■ Text segment
[[Finite projective plane]]
# Number of points in a finite projective plane

If in an [[abstract projective plane]] $\Pi$ there exists a line $e$ incident with $n+1$ points, #m/thm/geo/fin

1. every line of $\Pi$ is incident with $n+1$ points; ^C1
2. every point of $\Pi$ is incident with $n+1$ lines; and ^C2
3. $\Pi$ contains $n^2+n+1$ points and the same number of lines.[^2020] ^C3

By duality, the same holds if there is a point incident with $n+1$ lines.
Thus $n$ is called the **order** of a projective plane. #m/def/geo 

[^2020]: 2020, [[@kissFiniteGeometries2020|Finite geometries]], p. 6

> [!check]- Proof
> Let the points incident with $e$ be $P_{1},\dots ,P_{n+1}$.
> If $Q \notI E$ then by [[Abstract projective plane#^P1]] there exist pairwise distinct lines $\{ QP_{i} \}_{i=1}^{n+1}$.
> Now this must exhaust all lines passing through $Q$, since each such line must intersect $e$ by [[Abstract projective plane#^P2]] at a point.

■ Dataset records

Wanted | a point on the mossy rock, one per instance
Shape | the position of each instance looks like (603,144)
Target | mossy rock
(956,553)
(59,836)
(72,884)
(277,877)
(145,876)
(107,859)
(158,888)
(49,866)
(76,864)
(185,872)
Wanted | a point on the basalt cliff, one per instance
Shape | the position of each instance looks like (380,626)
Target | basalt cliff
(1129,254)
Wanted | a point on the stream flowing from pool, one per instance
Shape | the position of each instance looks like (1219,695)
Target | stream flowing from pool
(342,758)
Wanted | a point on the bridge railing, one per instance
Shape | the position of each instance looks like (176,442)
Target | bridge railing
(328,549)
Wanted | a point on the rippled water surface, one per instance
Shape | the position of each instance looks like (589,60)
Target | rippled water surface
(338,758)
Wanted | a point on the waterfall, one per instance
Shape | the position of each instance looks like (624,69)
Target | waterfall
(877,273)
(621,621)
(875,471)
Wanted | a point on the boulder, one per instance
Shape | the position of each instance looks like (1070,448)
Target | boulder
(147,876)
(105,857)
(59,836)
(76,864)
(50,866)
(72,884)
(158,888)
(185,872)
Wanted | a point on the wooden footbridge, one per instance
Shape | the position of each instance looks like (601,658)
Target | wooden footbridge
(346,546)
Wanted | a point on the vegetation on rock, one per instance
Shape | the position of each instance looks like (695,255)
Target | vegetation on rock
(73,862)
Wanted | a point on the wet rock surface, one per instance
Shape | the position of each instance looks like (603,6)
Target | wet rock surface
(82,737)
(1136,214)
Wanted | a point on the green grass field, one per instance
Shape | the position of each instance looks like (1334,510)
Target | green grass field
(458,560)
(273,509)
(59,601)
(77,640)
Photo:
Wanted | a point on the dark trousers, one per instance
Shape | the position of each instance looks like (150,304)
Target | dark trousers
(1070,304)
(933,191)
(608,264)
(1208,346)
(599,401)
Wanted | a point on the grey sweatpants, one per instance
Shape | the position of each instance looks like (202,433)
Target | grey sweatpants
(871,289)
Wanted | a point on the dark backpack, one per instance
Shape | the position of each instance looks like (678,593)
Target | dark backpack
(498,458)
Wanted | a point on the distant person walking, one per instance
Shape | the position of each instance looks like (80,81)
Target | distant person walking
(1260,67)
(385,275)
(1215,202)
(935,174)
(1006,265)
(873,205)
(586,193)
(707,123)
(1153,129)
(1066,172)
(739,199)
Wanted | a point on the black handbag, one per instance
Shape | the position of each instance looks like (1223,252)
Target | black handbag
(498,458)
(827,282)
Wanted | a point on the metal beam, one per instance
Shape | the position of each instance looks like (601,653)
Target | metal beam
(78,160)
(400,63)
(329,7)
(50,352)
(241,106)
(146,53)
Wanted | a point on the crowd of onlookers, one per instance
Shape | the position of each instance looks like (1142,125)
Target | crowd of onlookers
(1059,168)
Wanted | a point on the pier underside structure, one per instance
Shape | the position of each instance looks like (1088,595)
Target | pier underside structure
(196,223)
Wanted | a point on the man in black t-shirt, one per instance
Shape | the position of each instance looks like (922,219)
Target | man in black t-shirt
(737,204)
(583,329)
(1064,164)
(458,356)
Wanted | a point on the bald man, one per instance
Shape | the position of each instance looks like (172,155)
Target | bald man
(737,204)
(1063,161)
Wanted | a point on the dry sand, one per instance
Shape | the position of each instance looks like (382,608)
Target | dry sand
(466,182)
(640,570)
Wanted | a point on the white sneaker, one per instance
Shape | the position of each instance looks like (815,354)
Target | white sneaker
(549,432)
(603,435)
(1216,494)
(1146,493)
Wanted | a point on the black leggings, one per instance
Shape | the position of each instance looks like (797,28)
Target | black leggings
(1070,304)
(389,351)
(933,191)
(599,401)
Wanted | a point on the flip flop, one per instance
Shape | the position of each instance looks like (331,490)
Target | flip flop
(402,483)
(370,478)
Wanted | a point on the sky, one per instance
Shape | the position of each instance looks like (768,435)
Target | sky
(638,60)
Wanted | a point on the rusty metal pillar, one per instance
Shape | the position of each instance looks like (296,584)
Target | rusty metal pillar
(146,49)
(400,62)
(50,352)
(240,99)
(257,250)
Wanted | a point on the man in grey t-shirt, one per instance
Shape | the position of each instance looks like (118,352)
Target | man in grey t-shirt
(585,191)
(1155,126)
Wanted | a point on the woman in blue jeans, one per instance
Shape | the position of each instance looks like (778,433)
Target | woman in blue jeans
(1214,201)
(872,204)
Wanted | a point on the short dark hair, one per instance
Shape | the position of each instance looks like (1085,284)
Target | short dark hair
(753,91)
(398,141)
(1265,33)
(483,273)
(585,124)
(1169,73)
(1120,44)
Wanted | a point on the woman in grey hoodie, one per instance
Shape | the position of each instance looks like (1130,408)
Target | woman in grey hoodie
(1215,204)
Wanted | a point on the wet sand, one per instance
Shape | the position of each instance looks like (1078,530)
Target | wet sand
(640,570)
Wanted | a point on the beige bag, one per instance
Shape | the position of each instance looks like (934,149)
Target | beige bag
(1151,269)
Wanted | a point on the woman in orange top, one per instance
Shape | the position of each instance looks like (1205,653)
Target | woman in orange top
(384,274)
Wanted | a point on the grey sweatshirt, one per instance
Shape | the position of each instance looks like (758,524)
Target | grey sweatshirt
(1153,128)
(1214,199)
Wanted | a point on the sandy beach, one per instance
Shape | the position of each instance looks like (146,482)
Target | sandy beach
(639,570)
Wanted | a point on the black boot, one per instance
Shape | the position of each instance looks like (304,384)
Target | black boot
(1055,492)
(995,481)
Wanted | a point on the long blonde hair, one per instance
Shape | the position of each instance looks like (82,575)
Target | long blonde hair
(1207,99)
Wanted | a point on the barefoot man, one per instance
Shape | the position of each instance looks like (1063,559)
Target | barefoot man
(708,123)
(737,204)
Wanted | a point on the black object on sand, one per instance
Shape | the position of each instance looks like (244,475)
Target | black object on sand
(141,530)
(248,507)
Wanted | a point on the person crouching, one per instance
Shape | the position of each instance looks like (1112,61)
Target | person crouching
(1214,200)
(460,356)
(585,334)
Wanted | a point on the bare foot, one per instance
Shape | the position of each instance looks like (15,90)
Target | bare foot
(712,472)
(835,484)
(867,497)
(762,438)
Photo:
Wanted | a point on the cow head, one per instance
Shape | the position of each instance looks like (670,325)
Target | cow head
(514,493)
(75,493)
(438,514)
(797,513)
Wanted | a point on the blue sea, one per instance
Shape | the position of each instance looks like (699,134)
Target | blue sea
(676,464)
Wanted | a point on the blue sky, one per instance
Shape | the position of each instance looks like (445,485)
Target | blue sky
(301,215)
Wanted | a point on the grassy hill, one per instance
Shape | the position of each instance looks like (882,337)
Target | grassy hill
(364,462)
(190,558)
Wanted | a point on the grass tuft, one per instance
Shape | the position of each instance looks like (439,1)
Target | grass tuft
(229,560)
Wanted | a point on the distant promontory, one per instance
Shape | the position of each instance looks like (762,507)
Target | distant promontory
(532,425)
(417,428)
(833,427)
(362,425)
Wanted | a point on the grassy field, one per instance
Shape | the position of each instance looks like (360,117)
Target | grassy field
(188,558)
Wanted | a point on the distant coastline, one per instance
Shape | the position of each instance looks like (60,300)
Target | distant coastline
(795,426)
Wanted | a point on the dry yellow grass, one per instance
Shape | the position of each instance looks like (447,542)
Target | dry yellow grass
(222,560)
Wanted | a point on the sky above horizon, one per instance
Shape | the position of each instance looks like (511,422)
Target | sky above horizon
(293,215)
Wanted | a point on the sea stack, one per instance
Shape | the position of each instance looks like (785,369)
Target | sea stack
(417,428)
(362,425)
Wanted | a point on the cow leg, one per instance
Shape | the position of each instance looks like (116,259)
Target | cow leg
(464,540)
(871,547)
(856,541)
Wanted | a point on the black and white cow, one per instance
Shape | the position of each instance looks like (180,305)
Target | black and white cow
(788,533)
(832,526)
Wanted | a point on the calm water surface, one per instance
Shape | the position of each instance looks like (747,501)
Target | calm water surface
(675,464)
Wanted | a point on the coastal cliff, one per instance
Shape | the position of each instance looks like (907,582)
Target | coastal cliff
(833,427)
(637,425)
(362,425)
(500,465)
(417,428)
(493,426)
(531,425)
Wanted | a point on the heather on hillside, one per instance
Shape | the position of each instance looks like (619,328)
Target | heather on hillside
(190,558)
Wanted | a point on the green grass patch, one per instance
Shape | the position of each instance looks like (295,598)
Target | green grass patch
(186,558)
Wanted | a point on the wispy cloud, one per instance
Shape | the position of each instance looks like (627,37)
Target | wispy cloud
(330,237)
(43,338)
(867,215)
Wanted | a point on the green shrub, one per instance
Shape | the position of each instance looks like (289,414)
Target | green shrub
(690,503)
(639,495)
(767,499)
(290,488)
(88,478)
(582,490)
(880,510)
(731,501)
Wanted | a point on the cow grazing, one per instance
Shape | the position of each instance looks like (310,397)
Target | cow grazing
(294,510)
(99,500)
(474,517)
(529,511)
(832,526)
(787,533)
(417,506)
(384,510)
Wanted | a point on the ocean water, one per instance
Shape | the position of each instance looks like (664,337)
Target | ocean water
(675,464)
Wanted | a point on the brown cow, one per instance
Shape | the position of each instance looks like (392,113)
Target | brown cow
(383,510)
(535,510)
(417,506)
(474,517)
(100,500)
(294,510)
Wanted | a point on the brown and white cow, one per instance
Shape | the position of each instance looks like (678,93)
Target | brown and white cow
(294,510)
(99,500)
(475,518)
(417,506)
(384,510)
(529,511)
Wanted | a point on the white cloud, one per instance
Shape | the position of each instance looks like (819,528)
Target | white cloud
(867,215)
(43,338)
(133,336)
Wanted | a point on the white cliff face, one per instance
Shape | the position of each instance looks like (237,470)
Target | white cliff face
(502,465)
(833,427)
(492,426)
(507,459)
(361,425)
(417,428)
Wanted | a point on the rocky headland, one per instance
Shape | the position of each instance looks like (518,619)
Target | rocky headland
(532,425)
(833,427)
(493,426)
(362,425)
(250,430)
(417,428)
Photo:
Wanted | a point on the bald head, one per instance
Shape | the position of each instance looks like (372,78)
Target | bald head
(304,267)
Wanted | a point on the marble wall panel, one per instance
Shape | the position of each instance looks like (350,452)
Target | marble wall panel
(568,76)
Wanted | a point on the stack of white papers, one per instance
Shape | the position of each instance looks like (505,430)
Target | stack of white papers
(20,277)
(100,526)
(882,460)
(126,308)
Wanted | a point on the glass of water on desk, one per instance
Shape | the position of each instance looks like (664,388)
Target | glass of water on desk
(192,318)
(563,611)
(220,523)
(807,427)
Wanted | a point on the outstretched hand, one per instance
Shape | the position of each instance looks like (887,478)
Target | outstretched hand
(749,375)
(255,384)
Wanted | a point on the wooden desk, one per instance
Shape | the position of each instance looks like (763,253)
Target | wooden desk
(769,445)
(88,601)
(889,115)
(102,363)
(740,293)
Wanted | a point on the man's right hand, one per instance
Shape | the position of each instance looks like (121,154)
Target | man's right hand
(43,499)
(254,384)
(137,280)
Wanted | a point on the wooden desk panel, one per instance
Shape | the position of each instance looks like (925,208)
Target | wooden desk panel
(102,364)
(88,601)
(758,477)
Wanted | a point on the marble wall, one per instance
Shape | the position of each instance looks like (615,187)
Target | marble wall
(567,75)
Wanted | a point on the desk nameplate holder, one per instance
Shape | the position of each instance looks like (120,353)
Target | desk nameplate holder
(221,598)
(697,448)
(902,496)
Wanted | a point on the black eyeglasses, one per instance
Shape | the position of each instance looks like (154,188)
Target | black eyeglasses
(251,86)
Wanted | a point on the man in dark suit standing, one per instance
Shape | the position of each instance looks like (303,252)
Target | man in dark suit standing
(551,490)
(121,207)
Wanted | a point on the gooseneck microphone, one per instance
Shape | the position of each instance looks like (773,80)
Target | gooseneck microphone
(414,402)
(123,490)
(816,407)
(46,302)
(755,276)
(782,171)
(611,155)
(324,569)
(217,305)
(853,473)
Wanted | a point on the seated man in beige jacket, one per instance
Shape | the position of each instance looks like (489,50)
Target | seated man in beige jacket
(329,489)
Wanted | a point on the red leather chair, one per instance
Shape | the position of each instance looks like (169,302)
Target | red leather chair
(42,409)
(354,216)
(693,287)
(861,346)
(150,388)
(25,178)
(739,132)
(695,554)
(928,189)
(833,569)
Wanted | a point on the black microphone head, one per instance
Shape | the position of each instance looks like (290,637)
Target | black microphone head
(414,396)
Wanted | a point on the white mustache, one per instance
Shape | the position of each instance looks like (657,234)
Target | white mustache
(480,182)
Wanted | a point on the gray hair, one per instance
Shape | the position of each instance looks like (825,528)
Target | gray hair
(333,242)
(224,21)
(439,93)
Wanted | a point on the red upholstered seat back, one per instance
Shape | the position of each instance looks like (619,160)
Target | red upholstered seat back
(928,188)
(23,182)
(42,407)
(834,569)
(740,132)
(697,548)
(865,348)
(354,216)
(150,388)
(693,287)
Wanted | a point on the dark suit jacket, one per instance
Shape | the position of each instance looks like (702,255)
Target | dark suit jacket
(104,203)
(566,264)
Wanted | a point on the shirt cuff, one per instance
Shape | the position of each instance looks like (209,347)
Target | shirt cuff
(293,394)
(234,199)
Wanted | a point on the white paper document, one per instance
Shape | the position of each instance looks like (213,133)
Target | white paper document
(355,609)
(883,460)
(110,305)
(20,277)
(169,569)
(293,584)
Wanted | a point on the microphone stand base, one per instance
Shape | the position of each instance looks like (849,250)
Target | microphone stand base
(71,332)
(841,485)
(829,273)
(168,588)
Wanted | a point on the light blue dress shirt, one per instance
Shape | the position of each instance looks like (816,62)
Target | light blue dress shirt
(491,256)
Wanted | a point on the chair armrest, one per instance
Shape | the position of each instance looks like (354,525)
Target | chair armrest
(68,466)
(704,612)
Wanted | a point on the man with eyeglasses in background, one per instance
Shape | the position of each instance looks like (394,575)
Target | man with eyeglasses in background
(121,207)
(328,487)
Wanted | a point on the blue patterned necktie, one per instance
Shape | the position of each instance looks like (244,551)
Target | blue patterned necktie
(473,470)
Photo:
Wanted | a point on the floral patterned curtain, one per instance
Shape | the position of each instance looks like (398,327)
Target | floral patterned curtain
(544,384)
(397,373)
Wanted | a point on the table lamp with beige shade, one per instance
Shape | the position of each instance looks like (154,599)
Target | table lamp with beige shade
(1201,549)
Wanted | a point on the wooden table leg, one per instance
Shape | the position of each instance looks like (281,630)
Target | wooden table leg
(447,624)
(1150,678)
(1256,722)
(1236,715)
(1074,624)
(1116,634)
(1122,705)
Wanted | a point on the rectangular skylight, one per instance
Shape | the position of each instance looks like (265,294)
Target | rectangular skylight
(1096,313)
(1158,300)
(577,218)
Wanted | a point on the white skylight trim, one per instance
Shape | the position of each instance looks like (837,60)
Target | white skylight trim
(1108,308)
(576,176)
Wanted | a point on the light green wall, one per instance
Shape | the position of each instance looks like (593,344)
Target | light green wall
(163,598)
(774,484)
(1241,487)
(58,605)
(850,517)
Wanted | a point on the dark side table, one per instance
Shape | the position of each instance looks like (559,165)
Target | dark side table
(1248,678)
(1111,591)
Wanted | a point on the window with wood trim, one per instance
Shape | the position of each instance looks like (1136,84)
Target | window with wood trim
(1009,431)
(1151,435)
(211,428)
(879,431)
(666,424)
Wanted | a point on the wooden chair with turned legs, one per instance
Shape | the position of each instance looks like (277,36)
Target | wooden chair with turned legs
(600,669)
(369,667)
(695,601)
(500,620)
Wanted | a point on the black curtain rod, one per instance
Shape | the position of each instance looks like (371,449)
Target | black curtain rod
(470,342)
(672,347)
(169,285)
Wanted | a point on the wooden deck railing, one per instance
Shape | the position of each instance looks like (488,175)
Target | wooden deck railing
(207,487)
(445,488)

■ Exercise description
Reproduce the part of the finite projective plane text between "Thus $n$ is" and "at a point.", inclusive.

■ Answer to this exercise
Thus $n$ is called the **order** of a projective plane. #m/def/geo 

[^2020]: 2020, [[@kissFiniteGeometries2020|Finite geometries]], p. 6

> [!check]- Proof
> Let the points incident with $e$ be $P_{1},\dots ,P_{n+1}$.
> If $Q \notI E$ then by [[Abstract projective plane#^P1]] there exist pairwise distinct lines $\{ QP_{i} \}_{i=1}^{n+1}$.
> Now this must exhaust all lines passing through $Q$, since each such line must intersect $e$ by [[Abstract projective plane#^P2]] at a point.